■ **EXERCISES TO COMPLETE**
1. Check each statement against the article on the filtration camp below. Answer yes or no, and quote the words from the article that decide it. (a) Veronika left Mariupol on March 24. (b) About 600 men were taken to Kozatske. (c) The men were allowed to keep their passports.
2. Repeat the passage of the article on the filtration camp that starts at "A day later, people" and ends at "passports were confiscated.".

■ **TEXT**
● ● ●
"They can be 'written off' at any time": how male prisoners survive in a filtration camp
Source: Ukrainska Pravda
Author: Viktoria Andreeva
Veronika and Oleg have known each other for a long time, but they’ve only been dating for a year. She lived in Mariupol, and her boyfriend lived in the suburbs. Shortly before the war, the couple had planned to move in together.
The couple spent the first weeks of the occupation apart with their parents. Due to communication disruptions, they were only able to get in touch after Veronika had left for Ukraine. Her boyfriend, however, did not make it in time.
Veronika told "Ukrainska Pravda. Life" the story of her boyfriend, who is currently being held in a filtration camp in the Donetsk region.
Veronika left her hometown of Mariupol on March 24. The journey was long, but eventually she made it to Ukrainian territory.
Oleg and his parents also wanted to leave the village of Mirne for safer territory. However, the day before their departure, their neighbors’ car was shot at during an evacuation attempt, so the family decided to wait a few days.
A day later, people “came” to their home. DPR soldiers put Oleg and the other men on buses and took them to Bezymenne (about 600 people) and Kozatske (about 200 people).
– On the 16th, they went through screening. Their fingerprints were taken, they were photographed, and they were subjected to harsh interrogation. In the style of the NKVD, they asked: who are you, what do you do, do you have any ties to law enforcement agencies, or do you know anyone in the security forces? Many were beaten during the interrogation.
Veronika’s boyfriend is now living in school classrooms in the village of Kozatske along with the men he used to live on the same street with. The youngest is 18, and the oldest is over 60.
They weren’t allowed to take any personal belongings with them, and their passports were confiscated.
“A phone is the only thing he took. They were all forcibly dragged from their homes. Some were told it would be for 15 minutes, others for two hours, and others for two days. And now it’s been four weeks since their documents were taken and they’ve been held without any information. The guards “feed” them promises and say there was no “special order.”
Every evening they check the phones, so Oleg “cleans” his messages. Couples, for example, communicate on Instagram. He cancels the sending of messages, so there are no traces of “deletion.”
● ● ●
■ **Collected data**
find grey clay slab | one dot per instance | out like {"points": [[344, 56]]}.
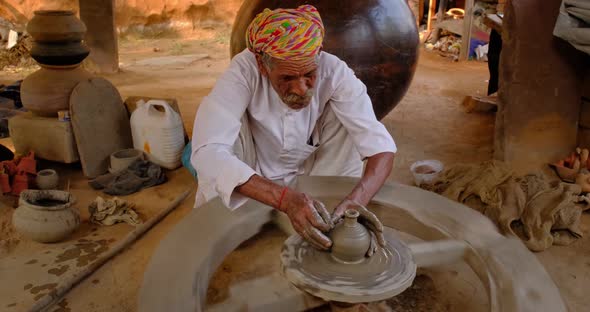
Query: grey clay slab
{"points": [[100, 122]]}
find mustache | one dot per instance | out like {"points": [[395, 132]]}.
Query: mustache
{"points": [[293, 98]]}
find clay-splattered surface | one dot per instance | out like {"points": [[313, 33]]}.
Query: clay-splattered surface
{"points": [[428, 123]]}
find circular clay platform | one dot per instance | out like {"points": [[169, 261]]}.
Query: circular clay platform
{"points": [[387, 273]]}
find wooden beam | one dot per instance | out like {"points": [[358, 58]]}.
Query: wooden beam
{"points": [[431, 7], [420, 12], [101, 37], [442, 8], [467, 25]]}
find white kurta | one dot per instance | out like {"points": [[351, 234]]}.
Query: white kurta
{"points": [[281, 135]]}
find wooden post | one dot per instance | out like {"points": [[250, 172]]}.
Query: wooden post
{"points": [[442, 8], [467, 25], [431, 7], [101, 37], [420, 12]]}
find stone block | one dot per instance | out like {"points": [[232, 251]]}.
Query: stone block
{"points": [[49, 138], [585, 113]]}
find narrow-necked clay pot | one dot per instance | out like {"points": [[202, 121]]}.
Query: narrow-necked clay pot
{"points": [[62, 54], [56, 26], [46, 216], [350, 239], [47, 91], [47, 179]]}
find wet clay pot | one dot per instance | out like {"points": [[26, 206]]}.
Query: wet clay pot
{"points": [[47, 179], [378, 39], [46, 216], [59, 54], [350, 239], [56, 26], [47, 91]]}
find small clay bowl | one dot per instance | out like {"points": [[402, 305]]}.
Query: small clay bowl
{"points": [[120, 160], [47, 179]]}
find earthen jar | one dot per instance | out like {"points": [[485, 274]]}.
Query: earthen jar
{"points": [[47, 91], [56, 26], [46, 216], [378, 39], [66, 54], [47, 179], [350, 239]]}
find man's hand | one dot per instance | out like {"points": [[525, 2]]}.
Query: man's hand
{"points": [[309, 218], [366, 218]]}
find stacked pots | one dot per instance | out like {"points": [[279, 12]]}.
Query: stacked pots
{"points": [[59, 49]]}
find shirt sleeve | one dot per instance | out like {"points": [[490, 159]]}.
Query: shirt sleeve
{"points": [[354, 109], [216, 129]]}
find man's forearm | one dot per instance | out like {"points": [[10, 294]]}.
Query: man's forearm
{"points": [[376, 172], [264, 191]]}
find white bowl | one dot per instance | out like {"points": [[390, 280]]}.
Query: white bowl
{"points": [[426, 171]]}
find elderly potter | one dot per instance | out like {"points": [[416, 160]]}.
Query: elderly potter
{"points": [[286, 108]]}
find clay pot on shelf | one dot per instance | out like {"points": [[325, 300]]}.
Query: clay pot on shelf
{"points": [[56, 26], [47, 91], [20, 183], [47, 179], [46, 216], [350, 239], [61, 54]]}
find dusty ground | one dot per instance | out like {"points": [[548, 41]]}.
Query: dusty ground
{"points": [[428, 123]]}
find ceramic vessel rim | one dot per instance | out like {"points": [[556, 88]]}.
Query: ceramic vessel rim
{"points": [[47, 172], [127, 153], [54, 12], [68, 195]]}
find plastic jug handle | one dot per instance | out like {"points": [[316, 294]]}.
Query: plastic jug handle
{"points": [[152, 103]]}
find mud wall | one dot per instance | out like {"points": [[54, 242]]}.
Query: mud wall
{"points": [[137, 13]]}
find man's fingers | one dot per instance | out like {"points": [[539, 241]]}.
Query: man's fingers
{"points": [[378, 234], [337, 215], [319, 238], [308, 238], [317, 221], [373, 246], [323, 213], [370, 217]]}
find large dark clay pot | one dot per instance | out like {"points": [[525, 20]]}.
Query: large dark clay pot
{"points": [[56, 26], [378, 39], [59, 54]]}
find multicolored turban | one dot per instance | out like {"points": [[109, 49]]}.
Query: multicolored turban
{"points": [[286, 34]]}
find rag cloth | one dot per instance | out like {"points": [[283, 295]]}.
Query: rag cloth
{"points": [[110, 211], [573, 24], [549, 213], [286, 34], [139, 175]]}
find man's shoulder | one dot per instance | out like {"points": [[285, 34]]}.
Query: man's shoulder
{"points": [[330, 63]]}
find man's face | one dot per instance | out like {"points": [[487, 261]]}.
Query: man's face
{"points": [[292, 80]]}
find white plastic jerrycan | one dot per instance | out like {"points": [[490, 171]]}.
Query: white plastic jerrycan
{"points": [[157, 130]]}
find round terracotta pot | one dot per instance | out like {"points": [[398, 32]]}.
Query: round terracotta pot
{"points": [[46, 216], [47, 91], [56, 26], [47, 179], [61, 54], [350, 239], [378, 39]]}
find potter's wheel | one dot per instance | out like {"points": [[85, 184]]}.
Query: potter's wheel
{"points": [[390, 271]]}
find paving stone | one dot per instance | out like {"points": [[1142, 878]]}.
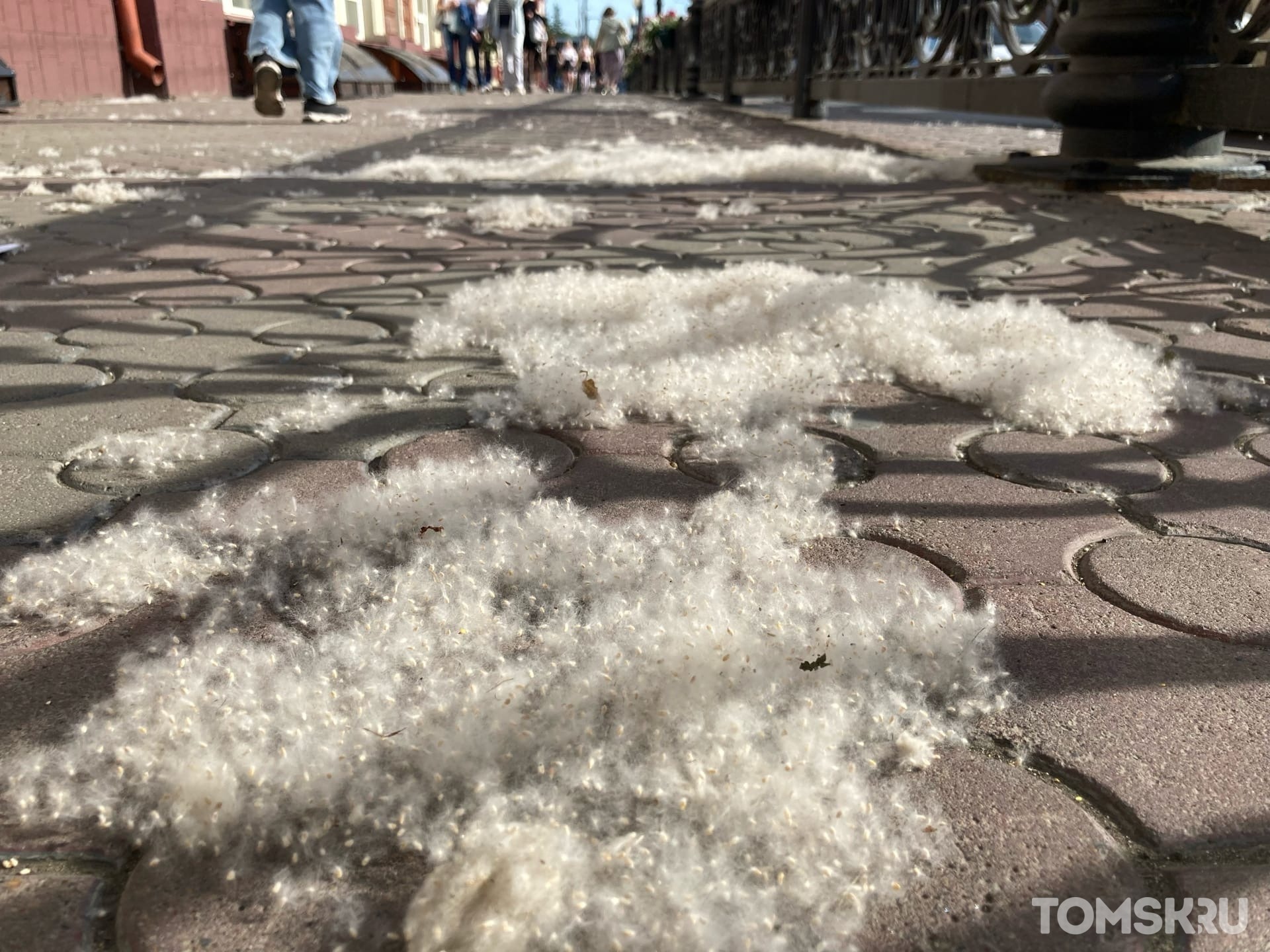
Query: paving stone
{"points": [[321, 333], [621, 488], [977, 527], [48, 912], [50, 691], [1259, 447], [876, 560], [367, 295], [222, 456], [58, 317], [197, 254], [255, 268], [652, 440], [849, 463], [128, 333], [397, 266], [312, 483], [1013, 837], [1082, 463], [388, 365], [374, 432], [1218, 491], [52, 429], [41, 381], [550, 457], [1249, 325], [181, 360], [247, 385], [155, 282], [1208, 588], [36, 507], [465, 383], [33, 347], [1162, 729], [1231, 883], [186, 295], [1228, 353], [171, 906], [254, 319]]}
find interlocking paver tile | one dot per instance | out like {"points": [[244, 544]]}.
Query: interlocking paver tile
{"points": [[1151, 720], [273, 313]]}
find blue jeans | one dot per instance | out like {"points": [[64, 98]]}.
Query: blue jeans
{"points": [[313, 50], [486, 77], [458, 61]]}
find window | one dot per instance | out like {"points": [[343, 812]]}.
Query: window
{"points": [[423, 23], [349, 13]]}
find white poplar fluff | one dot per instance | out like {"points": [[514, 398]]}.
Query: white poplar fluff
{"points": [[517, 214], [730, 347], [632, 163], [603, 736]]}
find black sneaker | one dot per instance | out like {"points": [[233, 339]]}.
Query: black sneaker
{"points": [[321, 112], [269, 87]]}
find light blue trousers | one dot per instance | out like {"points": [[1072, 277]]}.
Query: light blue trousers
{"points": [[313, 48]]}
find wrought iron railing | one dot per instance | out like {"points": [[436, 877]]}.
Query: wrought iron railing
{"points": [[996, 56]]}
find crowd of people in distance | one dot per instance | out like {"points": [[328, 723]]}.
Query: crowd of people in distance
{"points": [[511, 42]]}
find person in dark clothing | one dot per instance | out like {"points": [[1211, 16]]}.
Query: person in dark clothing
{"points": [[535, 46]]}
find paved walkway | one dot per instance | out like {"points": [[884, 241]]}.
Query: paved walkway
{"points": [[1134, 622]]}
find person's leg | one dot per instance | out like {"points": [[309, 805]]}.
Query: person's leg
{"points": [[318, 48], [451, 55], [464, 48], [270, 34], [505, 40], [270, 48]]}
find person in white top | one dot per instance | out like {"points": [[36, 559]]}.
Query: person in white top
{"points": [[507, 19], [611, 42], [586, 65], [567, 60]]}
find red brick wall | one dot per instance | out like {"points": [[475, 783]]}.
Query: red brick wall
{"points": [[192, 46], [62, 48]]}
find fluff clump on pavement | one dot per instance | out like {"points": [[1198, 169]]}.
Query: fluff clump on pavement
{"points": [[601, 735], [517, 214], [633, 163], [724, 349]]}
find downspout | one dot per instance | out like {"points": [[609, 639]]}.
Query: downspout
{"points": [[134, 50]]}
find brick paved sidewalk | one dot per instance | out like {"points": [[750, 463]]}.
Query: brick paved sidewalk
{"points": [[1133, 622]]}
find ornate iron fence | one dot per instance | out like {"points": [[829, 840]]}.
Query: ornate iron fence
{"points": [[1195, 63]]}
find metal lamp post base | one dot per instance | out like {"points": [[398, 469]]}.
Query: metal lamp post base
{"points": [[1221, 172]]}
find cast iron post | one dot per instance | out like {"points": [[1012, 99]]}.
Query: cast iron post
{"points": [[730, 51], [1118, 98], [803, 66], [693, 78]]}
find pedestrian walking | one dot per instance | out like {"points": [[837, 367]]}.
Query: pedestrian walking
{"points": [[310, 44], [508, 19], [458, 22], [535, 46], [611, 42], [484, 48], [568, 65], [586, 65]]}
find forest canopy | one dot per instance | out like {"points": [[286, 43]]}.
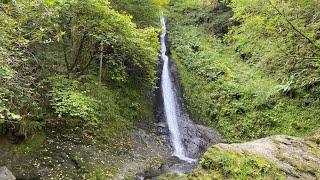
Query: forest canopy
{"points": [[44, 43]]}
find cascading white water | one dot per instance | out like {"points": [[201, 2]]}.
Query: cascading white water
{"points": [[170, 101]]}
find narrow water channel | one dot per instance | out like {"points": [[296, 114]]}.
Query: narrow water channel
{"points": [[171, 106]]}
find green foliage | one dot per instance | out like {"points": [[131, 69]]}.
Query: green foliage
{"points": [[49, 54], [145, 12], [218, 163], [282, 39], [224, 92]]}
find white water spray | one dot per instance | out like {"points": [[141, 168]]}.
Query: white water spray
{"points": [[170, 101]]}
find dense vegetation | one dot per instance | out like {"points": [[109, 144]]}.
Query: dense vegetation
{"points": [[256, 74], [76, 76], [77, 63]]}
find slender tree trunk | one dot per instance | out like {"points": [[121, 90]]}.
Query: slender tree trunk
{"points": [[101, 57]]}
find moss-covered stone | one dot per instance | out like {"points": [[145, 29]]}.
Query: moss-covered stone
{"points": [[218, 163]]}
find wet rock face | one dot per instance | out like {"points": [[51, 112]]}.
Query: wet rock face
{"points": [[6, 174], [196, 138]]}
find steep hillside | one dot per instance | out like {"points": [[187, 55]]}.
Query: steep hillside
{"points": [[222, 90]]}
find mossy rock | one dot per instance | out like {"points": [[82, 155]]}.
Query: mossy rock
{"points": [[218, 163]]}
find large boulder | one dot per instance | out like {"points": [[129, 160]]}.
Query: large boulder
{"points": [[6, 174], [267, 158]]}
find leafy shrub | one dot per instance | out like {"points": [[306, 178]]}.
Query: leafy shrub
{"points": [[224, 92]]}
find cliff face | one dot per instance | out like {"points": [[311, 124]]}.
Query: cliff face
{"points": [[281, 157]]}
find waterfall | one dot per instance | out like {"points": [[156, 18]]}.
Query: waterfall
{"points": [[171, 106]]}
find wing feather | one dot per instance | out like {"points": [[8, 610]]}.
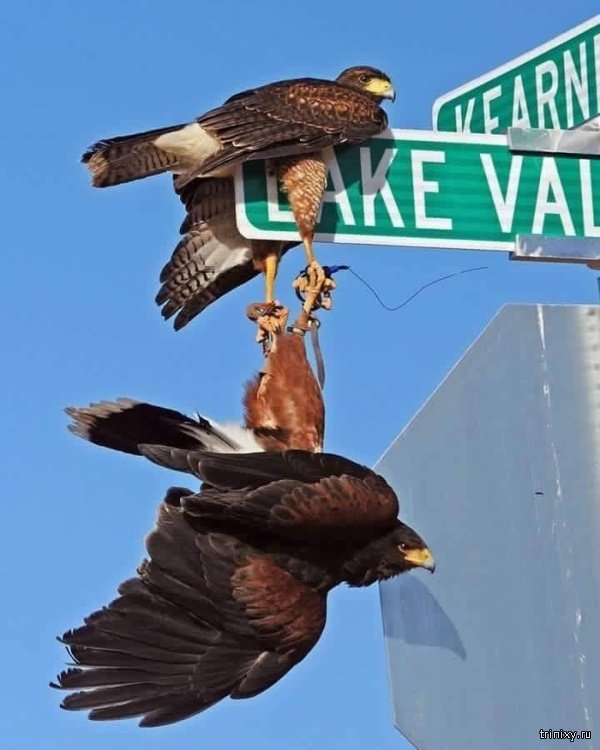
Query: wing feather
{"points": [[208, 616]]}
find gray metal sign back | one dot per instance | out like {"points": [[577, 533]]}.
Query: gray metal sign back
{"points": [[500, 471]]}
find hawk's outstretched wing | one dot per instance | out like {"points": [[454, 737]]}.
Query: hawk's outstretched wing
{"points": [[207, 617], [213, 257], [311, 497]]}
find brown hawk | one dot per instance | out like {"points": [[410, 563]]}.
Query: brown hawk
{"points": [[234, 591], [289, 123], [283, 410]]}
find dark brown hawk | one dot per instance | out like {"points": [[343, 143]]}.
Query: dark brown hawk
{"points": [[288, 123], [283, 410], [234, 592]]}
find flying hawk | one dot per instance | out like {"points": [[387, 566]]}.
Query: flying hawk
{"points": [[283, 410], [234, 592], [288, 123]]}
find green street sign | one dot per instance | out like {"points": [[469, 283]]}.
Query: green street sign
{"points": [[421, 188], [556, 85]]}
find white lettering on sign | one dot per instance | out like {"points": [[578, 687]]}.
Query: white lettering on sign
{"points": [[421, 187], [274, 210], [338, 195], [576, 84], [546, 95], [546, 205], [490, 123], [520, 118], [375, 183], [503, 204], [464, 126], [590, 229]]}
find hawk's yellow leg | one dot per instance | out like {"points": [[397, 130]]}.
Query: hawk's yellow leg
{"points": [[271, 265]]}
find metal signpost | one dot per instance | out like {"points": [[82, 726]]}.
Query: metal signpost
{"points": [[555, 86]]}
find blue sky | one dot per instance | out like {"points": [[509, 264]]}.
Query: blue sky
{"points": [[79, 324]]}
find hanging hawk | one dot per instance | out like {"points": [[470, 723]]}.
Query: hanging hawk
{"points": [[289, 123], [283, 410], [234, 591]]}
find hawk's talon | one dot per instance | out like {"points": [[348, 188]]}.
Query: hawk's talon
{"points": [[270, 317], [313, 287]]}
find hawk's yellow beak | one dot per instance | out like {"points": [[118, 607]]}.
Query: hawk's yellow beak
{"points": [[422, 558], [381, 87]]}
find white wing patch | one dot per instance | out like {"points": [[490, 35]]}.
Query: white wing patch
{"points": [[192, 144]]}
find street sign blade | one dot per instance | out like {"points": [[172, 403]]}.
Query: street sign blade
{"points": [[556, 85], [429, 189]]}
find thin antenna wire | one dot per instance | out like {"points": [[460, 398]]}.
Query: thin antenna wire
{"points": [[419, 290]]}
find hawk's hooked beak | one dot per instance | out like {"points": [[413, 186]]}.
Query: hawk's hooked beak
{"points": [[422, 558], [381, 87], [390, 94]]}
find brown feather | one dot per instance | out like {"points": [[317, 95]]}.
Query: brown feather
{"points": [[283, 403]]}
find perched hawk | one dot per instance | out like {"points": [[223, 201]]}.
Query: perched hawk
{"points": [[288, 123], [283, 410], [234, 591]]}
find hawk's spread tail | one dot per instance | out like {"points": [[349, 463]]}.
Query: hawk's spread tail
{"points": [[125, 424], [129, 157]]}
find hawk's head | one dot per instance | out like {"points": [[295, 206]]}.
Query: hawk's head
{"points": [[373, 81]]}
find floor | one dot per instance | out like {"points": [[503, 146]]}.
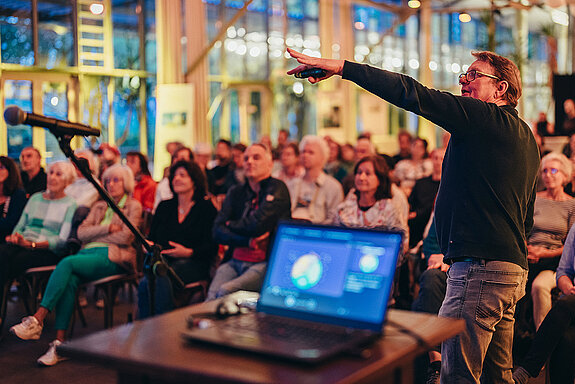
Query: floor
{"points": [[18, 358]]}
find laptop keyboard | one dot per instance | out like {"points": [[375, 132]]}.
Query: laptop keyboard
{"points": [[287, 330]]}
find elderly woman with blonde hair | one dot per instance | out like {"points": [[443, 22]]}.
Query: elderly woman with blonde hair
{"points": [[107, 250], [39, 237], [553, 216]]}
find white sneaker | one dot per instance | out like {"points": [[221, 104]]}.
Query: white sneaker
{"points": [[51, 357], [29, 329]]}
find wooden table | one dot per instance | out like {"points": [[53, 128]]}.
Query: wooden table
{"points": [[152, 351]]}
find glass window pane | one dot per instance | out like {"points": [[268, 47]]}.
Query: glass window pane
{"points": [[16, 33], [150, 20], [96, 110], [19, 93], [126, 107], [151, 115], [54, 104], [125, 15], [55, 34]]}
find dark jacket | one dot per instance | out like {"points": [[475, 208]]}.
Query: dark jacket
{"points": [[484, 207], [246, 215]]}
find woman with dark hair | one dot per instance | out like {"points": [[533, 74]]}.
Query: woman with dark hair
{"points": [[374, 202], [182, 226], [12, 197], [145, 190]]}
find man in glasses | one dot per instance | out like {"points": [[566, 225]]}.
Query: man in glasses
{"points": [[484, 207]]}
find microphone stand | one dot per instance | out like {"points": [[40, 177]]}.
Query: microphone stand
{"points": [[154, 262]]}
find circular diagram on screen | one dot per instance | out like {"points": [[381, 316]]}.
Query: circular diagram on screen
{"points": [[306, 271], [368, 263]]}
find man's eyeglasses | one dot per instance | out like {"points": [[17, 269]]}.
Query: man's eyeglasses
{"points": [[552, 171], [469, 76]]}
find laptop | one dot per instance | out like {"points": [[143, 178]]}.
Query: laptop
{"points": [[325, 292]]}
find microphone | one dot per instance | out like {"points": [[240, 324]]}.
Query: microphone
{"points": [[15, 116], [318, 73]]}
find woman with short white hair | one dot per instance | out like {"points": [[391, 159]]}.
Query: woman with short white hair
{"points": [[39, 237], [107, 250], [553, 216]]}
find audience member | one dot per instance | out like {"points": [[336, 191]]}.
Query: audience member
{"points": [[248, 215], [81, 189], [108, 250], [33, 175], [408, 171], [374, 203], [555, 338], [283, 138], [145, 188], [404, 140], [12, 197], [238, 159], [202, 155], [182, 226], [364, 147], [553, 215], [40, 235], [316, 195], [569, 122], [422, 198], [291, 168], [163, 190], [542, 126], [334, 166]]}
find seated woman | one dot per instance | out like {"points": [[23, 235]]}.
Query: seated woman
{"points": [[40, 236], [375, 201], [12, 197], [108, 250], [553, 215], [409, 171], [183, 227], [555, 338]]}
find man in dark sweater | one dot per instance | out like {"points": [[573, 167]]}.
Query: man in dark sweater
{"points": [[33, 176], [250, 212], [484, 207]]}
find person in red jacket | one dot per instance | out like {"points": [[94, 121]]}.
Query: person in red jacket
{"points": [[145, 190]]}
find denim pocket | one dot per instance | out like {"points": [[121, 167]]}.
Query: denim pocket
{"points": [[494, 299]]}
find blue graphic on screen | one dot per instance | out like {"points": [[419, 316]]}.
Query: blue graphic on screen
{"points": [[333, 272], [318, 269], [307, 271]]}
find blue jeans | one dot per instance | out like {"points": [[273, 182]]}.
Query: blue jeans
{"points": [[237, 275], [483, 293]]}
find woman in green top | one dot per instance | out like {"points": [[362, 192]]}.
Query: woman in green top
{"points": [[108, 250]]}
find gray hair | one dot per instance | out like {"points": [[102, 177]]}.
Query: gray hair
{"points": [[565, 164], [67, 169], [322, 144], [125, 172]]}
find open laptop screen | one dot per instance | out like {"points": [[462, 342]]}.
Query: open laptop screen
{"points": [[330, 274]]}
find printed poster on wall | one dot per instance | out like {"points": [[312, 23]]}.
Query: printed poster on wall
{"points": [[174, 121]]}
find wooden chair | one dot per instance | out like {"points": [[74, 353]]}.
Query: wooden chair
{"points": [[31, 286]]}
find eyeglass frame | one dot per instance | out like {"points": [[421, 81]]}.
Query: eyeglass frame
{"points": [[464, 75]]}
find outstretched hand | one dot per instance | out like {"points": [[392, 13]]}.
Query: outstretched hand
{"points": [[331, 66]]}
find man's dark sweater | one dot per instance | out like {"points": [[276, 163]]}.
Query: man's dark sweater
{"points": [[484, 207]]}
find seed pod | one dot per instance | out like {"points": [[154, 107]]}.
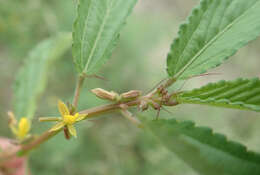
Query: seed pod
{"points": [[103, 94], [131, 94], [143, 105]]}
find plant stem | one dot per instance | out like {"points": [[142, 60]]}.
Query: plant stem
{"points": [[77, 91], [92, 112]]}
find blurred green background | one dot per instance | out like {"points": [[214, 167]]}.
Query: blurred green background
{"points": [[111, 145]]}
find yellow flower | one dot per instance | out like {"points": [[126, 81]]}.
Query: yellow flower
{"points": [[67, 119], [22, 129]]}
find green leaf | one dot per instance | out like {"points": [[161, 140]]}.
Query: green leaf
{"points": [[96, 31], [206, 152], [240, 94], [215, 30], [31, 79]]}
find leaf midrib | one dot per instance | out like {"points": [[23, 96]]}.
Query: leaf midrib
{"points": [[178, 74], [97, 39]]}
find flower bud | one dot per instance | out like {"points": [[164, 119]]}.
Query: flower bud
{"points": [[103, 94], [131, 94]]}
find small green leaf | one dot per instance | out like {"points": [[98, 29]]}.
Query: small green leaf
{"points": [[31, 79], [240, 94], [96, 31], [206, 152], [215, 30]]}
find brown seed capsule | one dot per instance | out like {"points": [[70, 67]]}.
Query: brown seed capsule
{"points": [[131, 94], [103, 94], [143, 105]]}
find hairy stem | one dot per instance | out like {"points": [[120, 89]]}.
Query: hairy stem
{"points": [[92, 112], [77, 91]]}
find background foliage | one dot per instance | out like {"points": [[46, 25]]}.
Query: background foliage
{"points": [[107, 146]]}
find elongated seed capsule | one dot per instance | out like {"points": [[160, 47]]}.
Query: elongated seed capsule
● ● ●
■ **EXERCISE RESULTS**
1.
(a) Yes: "Veronika left her hometown of Mariupol on March 24."
(b) No: "Kozatske (about 200 people)"
(c) No: "their passports were confiscated"

2.
A day later, people “came” to their home. DPR soldiers put Oleg and the other men on buses and took them to Bezymenne (about 600 people) and Kozatske (about 200 people).
– On the 16th, they went through screening. Their fingerprints were taken, they were photographed, and they were subjected to harsh interrogation. In the style of the NKVD, they asked: who are you, what do you do, do you have any ties to law enforcement agencies, or do you know anyone in the security forces? Many were beaten during the interrogation.
Veronika’s boyfriend is now living in school classrooms in the village of Kozatske along with the men he used to live on the same street with. The youngest is 18, and the oldest is over 60.
They weren’t allowed to take any personal belongings with them, and their passports were confiscated.